◆ **Given instruction 1**
In two sentences, what does the excerpt on Lisa Robertson's The Baudelaire Fractal say?

◆ **Source excerpt**
>> begin
I am Baudelaire: On Lisa Robertson’s The Baudelaire Fractal

The author has said publicly that The Baudelaire Fractal is not a memoir.[1] The epigraph reads: “These things happened, but not as described.” Nonetheless, on the inside front cover, her young self gazes at us in an old-style mirror-bound selfie. The author has hazel eyes and brown hair. The narrator is named Hazel Brown but has grey eyes.

On the back cover, the book announces itself as “Lisa Robertson’s first novel.” My initial reading was experimental. I wanted to test the hypothesis that this book is a novel. One characteristic of a novel is that you can read it in a single sitting. That’s part of the pleasure, not being able to put it down, as we repeatedly say. It would not have displeased me to find that it is not a novel. However, I did manage to read it in one sitting. The outcome was not simply the result of a wish to succeed at the task. I know this because of the pleasure the reading provided, the story pulling me along beneath the complex spiral of the plot, which is fractal, a constant returning of the same. But this forced approach to Lisa Robertson’s latest book also robbed me of a pleasure. I missed entirely the volupté of slow reading, the depth that the surface entwines in its texture, the kind of reading anatomized here and there in her earlier book Nilling (“I do will myself to submit to the difficulty of a text…”).
>> end
◆ **Given instruction 2**
Can you convert the rows starting at the line that contains "Every instance gets one point. Tag the car roof rail" and ending at the line that contains "(121, 1054)", both included, into a JSON list of strings with one string per line and no blank lines?

◆ **Record excerpts**
>> begin
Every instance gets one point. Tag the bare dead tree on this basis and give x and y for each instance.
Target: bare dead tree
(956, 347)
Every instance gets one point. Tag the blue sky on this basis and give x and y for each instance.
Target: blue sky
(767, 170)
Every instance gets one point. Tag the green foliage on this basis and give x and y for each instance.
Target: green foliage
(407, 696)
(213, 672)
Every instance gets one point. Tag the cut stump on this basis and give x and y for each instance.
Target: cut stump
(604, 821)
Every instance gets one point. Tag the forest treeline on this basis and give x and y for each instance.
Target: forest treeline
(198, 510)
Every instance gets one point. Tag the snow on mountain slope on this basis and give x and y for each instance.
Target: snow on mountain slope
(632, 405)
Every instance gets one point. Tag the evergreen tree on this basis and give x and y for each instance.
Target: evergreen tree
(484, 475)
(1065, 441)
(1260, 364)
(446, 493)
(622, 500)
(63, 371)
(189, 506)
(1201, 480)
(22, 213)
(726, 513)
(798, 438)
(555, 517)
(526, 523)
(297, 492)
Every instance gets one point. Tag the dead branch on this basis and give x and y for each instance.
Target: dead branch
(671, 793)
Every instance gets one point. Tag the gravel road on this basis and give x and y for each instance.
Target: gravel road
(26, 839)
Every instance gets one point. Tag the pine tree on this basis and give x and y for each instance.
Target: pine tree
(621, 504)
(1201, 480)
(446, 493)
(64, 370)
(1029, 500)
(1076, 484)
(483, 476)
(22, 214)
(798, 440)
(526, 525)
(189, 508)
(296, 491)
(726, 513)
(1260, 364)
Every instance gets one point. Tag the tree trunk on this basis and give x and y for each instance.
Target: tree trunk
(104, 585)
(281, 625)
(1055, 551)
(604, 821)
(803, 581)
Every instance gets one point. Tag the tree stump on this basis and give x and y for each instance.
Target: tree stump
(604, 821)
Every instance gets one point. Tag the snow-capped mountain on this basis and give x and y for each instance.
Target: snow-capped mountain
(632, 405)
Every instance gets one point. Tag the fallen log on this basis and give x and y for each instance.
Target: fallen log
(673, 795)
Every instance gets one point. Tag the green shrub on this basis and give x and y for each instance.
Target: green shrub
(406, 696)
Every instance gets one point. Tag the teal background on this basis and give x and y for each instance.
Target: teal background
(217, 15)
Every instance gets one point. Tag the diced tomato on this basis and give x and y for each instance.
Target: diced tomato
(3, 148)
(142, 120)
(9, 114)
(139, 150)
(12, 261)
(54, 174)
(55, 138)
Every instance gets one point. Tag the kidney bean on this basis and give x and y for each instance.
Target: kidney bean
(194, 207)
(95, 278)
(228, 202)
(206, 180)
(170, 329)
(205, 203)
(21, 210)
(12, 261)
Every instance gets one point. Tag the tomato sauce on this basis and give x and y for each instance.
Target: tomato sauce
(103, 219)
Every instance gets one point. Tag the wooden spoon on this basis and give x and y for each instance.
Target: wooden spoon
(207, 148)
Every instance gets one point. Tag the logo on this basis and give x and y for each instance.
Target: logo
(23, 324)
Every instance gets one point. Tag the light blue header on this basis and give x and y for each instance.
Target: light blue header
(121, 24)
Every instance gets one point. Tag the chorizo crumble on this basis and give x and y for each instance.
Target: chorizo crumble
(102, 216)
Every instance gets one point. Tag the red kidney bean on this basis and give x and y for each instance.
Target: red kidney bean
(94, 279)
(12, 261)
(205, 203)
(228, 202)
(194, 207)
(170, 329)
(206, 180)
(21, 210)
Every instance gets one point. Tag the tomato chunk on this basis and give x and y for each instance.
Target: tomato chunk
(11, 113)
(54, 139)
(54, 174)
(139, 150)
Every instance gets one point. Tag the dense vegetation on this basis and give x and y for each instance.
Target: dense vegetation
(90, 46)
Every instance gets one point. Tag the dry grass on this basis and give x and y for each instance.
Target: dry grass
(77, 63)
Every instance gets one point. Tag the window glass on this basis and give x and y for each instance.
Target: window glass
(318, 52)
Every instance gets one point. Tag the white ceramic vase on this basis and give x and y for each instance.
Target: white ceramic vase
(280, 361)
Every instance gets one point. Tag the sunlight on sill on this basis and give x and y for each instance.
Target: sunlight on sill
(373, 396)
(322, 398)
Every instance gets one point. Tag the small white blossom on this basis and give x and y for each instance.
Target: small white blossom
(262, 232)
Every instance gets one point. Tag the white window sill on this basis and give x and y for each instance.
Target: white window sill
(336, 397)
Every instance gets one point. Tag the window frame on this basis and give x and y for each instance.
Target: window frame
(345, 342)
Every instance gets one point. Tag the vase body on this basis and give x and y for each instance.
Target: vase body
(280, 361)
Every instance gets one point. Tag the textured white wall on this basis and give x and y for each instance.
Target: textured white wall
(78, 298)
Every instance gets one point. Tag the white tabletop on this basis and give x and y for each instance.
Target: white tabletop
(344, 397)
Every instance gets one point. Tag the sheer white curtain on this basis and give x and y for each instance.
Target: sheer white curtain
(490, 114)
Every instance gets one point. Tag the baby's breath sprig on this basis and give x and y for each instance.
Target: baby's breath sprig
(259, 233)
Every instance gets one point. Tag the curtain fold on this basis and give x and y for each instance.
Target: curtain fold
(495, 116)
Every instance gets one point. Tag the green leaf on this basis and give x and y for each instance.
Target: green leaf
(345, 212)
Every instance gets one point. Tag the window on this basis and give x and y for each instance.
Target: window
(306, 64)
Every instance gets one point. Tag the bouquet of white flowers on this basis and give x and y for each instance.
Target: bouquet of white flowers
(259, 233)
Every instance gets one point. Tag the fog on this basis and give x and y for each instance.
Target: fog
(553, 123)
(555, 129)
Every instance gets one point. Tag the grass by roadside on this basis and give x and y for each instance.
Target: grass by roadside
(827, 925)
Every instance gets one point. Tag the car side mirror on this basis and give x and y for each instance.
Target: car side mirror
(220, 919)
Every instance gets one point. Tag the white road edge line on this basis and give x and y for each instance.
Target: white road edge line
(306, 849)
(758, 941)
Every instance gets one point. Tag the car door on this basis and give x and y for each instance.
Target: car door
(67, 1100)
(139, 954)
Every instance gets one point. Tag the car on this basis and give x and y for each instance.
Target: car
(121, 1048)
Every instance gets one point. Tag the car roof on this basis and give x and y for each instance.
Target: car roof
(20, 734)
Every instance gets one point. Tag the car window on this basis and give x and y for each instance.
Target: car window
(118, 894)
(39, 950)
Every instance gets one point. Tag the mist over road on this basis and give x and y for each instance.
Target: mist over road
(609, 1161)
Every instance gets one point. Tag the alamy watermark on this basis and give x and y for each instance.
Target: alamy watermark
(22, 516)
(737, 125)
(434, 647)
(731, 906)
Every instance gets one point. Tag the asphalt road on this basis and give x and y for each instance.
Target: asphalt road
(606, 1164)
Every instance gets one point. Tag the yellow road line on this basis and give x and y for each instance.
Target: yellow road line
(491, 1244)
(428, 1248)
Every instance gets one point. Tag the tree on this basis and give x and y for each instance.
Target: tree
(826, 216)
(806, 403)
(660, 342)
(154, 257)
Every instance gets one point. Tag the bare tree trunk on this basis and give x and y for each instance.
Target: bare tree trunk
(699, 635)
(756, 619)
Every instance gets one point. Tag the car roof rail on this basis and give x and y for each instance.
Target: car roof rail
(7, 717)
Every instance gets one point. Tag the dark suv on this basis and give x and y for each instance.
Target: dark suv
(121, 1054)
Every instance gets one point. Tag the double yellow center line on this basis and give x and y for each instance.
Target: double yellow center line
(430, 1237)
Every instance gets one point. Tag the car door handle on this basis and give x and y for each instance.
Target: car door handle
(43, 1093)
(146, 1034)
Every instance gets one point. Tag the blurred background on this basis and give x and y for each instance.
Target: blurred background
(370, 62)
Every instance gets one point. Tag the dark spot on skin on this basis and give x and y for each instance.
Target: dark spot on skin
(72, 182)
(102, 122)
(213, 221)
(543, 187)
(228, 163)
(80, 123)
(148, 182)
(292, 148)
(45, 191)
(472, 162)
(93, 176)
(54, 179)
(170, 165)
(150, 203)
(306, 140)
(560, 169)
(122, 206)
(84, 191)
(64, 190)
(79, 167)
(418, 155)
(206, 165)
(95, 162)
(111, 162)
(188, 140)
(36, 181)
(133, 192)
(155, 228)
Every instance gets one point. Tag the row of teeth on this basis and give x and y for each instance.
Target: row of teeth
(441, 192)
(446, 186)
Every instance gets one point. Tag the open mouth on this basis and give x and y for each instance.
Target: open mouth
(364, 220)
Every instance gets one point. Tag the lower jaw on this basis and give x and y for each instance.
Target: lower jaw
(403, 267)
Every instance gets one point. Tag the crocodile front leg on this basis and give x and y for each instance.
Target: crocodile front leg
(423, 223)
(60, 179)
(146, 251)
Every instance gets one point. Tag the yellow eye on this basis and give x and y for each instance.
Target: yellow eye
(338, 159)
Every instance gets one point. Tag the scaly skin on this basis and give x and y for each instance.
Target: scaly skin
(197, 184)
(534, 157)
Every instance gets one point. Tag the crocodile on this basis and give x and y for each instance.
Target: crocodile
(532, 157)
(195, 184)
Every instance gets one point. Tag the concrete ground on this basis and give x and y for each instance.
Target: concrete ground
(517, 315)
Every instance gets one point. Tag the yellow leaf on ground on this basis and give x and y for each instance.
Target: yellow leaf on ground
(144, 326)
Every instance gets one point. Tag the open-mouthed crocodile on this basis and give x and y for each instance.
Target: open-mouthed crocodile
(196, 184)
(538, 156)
>> end
◆ **Full output 1**
The author has said the book is not a memoir, yet its inside front cover shows her young self in a mirror selfie, and the back cover calls it her first novel. To test whether it is a novel, the reviewer read it in one sitting and enjoyed how the story pulled them along, but missed the pleasure of slow reading that Robertson's earlier book Nilling examines.

◆ **Full output 2**
[
  "Every instance gets one point. Tag the car roof rail on this basis and give x and y for each instance.",
  "Target: car roof rail",
  "(7, 717)",
  "Every instance gets one point. Tag the dark suv on this basis and give x and y for each instance.",
  "Target: dark suv",
  "(121, 1054)"
]